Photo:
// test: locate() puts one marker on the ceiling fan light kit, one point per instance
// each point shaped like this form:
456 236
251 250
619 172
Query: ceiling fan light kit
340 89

· · ·

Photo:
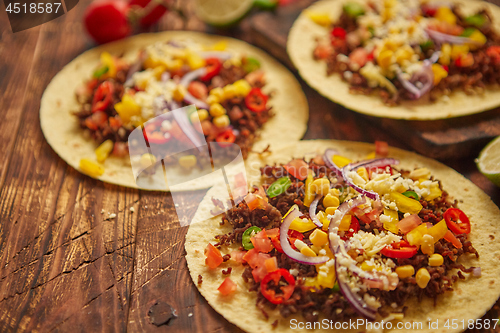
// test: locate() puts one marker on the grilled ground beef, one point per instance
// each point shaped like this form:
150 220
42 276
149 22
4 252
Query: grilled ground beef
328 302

· · ·

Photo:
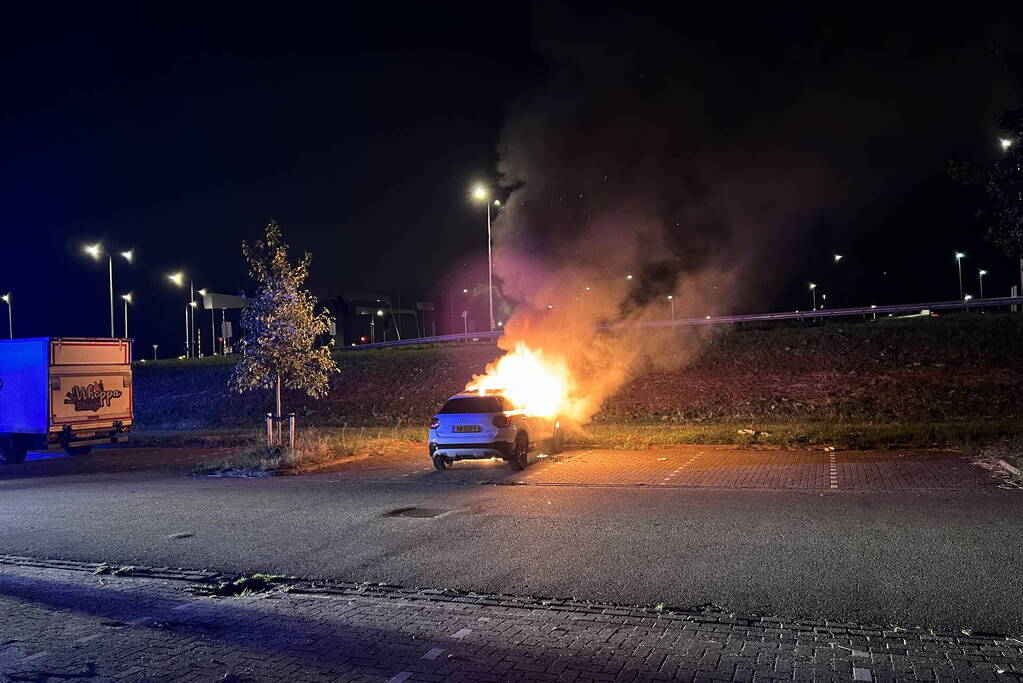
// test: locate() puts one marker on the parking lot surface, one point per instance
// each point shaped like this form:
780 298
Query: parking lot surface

· · ·

TASK OBJECTIVE » Above are the records; copy exactly the lines from the line with "surface, one point per instance" through the line with "Query: parking lot surface", both included.

TASK RESPONSE »
// test: locate() puts one marker on the parking lot surface, one point per instance
// each point shaped like this form:
780 298
Query: parking lot surface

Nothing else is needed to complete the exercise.